§ Selected extract
********
Return the array of sample names (provided string names)

Returns:

1d array of sample names

save_h5(fn)

Save screen to h5 archive.

Parameters:

fn – str, path to h5 archive

set_observed(selection_mask: numpy.ndarray, observations: numpy.ndarray)
property single_treatment_effects: numpy.ndarray | None

Return the array of single treatment effects in the screen.

Returns:

2d array of single treatment effects

subset(selection_vector: numpy.ndarray) ScreenSubset

Return a batchie.data.ScreenSubset defined by a boolean selection vector.

Parameters:

selection_vector – 1d array of bools

Returns:

batchie.data.ScreenSubset

subset_observed() ScreenSubset | None

Return a batchie.data.ScreenSubset containing all conditions that are observed. Returns none if all conditions are unobserved.

Returns:

batchie.data.ScreenSubset

subset_unobserved() ScreenSubset | None

Return a batchie.data.ScreenSubset containing all conditions that are not observed. Returns none if batchie.data.Screen.is_observed is True.

Returns:

batchie.data.ScreenSubset

property treatment_doses

Return the array of treatment doses (floating point drug concentrations)
********
§ Provided material
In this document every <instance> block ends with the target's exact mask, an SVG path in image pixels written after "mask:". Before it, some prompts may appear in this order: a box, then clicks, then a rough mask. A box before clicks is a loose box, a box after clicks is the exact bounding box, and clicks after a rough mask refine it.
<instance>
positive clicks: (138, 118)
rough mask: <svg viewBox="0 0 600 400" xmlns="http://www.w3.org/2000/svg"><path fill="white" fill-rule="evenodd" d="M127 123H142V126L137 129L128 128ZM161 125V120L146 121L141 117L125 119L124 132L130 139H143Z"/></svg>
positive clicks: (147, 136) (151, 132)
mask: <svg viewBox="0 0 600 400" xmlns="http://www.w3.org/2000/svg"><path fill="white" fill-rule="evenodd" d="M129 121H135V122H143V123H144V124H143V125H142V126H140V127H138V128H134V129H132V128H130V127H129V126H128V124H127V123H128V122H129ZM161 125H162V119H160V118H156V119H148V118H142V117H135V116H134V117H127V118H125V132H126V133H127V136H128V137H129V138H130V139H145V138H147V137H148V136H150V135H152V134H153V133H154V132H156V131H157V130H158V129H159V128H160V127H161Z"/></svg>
********
§ Instruction
Can you reproduce, word for word, everything in the Screen reference from "Save screen to" down to "in the screen."? None of the entries above are needed for this.

§ Result
Save screen to h5 archive.

Parameters:

fn – str, path to h5 archive

set_observed(selection_mask: numpy.ndarray, observations: numpy.ndarray)
property single_treatment_effects: numpy.ndarray | None

Return the array of single treatment effects in the screen.